**Task goal**
Pull out of the data below the stretch of lines bounded by the one containing "scan for: pedestal base" and the one containing "scan for: tree", both bounds included, unchanged.

── Material provided ──

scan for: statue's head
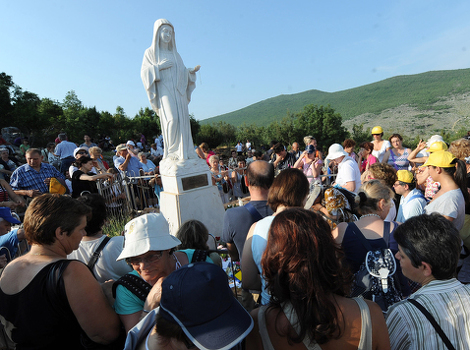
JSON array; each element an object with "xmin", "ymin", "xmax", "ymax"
[{"xmin": 153, "ymin": 19, "xmax": 175, "ymax": 51}]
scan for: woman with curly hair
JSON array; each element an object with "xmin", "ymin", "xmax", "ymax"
[{"xmin": 246, "ymin": 208, "xmax": 390, "ymax": 350}]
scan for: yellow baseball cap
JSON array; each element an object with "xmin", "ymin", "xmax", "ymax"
[
  {"xmin": 371, "ymin": 126, "xmax": 383, "ymax": 135},
  {"xmin": 423, "ymin": 150, "xmax": 456, "ymax": 168},
  {"xmin": 396, "ymin": 170, "xmax": 414, "ymax": 184},
  {"xmin": 428, "ymin": 141, "xmax": 448, "ymax": 153}
]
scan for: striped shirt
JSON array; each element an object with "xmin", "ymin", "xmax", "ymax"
[
  {"xmin": 386, "ymin": 278, "xmax": 470, "ymax": 349},
  {"xmin": 9, "ymin": 163, "xmax": 65, "ymax": 193}
]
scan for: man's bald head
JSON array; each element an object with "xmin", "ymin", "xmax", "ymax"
[{"xmin": 246, "ymin": 160, "xmax": 274, "ymax": 190}]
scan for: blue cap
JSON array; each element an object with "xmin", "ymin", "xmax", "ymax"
[
  {"xmin": 0, "ymin": 207, "xmax": 21, "ymax": 224},
  {"xmin": 159, "ymin": 262, "xmax": 253, "ymax": 350}
]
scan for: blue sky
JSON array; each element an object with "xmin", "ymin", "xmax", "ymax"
[{"xmin": 1, "ymin": 0, "xmax": 470, "ymax": 121}]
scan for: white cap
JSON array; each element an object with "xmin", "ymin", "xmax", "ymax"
[
  {"xmin": 325, "ymin": 143, "xmax": 348, "ymax": 160},
  {"xmin": 426, "ymin": 135, "xmax": 444, "ymax": 148},
  {"xmin": 126, "ymin": 140, "xmax": 136, "ymax": 147},
  {"xmin": 116, "ymin": 213, "xmax": 181, "ymax": 261}
]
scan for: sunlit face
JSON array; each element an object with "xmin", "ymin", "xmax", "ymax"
[
  {"xmin": 26, "ymin": 152, "xmax": 43, "ymax": 170},
  {"xmin": 210, "ymin": 158, "xmax": 219, "ymax": 168},
  {"xmin": 238, "ymin": 161, "xmax": 246, "ymax": 169},
  {"xmin": 128, "ymin": 250, "xmax": 173, "ymax": 285},
  {"xmin": 344, "ymin": 146, "xmax": 353, "ymax": 154},
  {"xmin": 427, "ymin": 165, "xmax": 439, "ymax": 182},
  {"xmin": 393, "ymin": 181, "xmax": 406, "ymax": 195},
  {"xmin": 309, "ymin": 139, "xmax": 317, "ymax": 147},
  {"xmin": 160, "ymin": 25, "xmax": 173, "ymax": 44},
  {"xmin": 391, "ymin": 137, "xmax": 402, "ymax": 149},
  {"xmin": 119, "ymin": 149, "xmax": 129, "ymax": 158},
  {"xmin": 292, "ymin": 143, "xmax": 299, "ymax": 152}
]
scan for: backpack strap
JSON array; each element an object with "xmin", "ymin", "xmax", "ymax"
[
  {"xmin": 383, "ymin": 221, "xmax": 391, "ymax": 245},
  {"xmin": 191, "ymin": 249, "xmax": 208, "ymax": 263},
  {"xmin": 407, "ymin": 299, "xmax": 456, "ymax": 350},
  {"xmin": 112, "ymin": 273, "xmax": 152, "ymax": 302},
  {"xmin": 87, "ymin": 236, "xmax": 111, "ymax": 273},
  {"xmin": 245, "ymin": 202, "xmax": 263, "ymax": 222},
  {"xmin": 407, "ymin": 192, "xmax": 426, "ymax": 203}
]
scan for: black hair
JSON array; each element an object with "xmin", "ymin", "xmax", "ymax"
[
  {"xmin": 76, "ymin": 194, "xmax": 107, "ymax": 236},
  {"xmin": 394, "ymin": 213, "xmax": 461, "ymax": 280},
  {"xmin": 76, "ymin": 156, "xmax": 93, "ymax": 167}
]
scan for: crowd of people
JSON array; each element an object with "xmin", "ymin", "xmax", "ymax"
[{"xmin": 1, "ymin": 127, "xmax": 470, "ymax": 349}]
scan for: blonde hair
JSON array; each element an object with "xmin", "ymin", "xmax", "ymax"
[
  {"xmin": 449, "ymin": 138, "xmax": 470, "ymax": 161},
  {"xmin": 88, "ymin": 146, "xmax": 102, "ymax": 156},
  {"xmin": 355, "ymin": 179, "xmax": 394, "ymax": 215},
  {"xmin": 208, "ymin": 154, "xmax": 219, "ymax": 164},
  {"xmin": 303, "ymin": 135, "xmax": 315, "ymax": 146}
]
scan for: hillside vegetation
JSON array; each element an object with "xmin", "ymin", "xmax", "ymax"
[{"xmin": 202, "ymin": 69, "xmax": 470, "ymax": 134}]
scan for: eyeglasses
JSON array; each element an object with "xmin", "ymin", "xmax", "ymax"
[
  {"xmin": 127, "ymin": 251, "xmax": 164, "ymax": 265},
  {"xmin": 77, "ymin": 151, "xmax": 87, "ymax": 155},
  {"xmin": 393, "ymin": 182, "xmax": 402, "ymax": 187}
]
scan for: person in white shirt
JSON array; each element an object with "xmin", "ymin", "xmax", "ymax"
[
  {"xmin": 394, "ymin": 170, "xmax": 426, "ymax": 223},
  {"xmin": 325, "ymin": 143, "xmax": 361, "ymax": 194}
]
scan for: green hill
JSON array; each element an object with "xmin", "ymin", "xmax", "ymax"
[{"xmin": 201, "ymin": 68, "xmax": 470, "ymax": 127}]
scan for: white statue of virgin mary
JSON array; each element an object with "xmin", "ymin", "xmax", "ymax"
[{"xmin": 141, "ymin": 19, "xmax": 200, "ymax": 161}]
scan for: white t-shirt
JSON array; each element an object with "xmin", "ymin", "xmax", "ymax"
[
  {"xmin": 336, "ymin": 156, "xmax": 362, "ymax": 194},
  {"xmin": 425, "ymin": 189, "xmax": 465, "ymax": 230},
  {"xmin": 68, "ymin": 235, "xmax": 132, "ymax": 283},
  {"xmin": 372, "ymin": 140, "xmax": 391, "ymax": 163}
]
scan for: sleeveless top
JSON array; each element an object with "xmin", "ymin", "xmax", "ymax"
[
  {"xmin": 0, "ymin": 260, "xmax": 84, "ymax": 349},
  {"xmin": 257, "ymin": 298, "xmax": 372, "ymax": 350},
  {"xmin": 387, "ymin": 148, "xmax": 410, "ymax": 170}
]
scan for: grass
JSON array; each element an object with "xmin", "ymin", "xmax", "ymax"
[
  {"xmin": 201, "ymin": 68, "xmax": 470, "ymax": 127},
  {"xmin": 102, "ymin": 214, "xmax": 132, "ymax": 237}
]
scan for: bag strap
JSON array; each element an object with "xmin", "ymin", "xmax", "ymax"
[
  {"xmin": 112, "ymin": 273, "xmax": 152, "ymax": 302},
  {"xmin": 191, "ymin": 249, "xmax": 208, "ymax": 263},
  {"xmin": 87, "ymin": 236, "xmax": 111, "ymax": 273},
  {"xmin": 407, "ymin": 192, "xmax": 425, "ymax": 203},
  {"xmin": 245, "ymin": 202, "xmax": 263, "ymax": 222},
  {"xmin": 383, "ymin": 221, "xmax": 390, "ymax": 245},
  {"xmin": 407, "ymin": 299, "xmax": 456, "ymax": 350}
]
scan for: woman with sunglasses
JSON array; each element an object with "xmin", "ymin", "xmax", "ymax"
[
  {"xmin": 371, "ymin": 126, "xmax": 391, "ymax": 163},
  {"xmin": 114, "ymin": 214, "xmax": 216, "ymax": 332}
]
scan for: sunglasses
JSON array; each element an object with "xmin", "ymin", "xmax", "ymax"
[{"xmin": 127, "ymin": 251, "xmax": 164, "ymax": 265}]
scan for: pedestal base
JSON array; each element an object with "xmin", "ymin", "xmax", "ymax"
[{"xmin": 160, "ymin": 186, "xmax": 225, "ymax": 236}]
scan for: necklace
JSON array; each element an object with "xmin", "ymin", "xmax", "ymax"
[{"xmin": 360, "ymin": 213, "xmax": 382, "ymax": 219}]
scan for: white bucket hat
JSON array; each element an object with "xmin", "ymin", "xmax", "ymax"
[
  {"xmin": 325, "ymin": 143, "xmax": 348, "ymax": 160},
  {"xmin": 116, "ymin": 213, "xmax": 181, "ymax": 261}
]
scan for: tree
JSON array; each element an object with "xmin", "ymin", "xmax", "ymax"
[
  {"xmin": 214, "ymin": 121, "xmax": 237, "ymax": 148},
  {"xmin": 0, "ymin": 73, "xmax": 14, "ymax": 125},
  {"xmin": 350, "ymin": 123, "xmax": 371, "ymax": 146},
  {"xmin": 293, "ymin": 104, "xmax": 348, "ymax": 152},
  {"xmin": 133, "ymin": 107, "xmax": 161, "ymax": 140},
  {"xmin": 10, "ymin": 86, "xmax": 42, "ymax": 140},
  {"xmin": 194, "ymin": 124, "xmax": 224, "ymax": 148},
  {"xmin": 189, "ymin": 115, "xmax": 200, "ymax": 141}
]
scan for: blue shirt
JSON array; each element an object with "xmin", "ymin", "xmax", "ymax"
[
  {"xmin": 114, "ymin": 156, "xmax": 142, "ymax": 177},
  {"xmin": 9, "ymin": 163, "xmax": 65, "ymax": 193},
  {"xmin": 0, "ymin": 229, "xmax": 19, "ymax": 260},
  {"xmin": 54, "ymin": 141, "xmax": 77, "ymax": 159}
]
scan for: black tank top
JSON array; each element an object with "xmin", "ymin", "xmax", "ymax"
[{"xmin": 0, "ymin": 260, "xmax": 84, "ymax": 349}]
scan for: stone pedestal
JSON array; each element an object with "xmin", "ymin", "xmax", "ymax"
[{"xmin": 159, "ymin": 157, "xmax": 225, "ymax": 237}]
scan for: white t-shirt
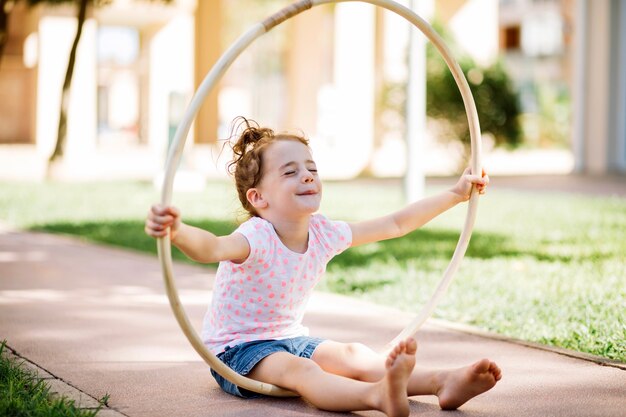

───

**Answer to this task**
scan for: pedestal base
JSON array; each element an object with "xmin", "ymin", "xmax", "ymax"
[{"xmin": 160, "ymin": 186, "xmax": 225, "ymax": 236}]
scan for: necklace
JSON array; each element an object with "xmin", "ymin", "xmax", "ymax"
[{"xmin": 360, "ymin": 213, "xmax": 382, "ymax": 219}]
scan for: white bucket hat
JSON array; each element an object with "xmin", "ymin", "xmax", "ymax"
[
  {"xmin": 325, "ymin": 143, "xmax": 348, "ymax": 160},
  {"xmin": 116, "ymin": 213, "xmax": 181, "ymax": 261}
]
scan for: tree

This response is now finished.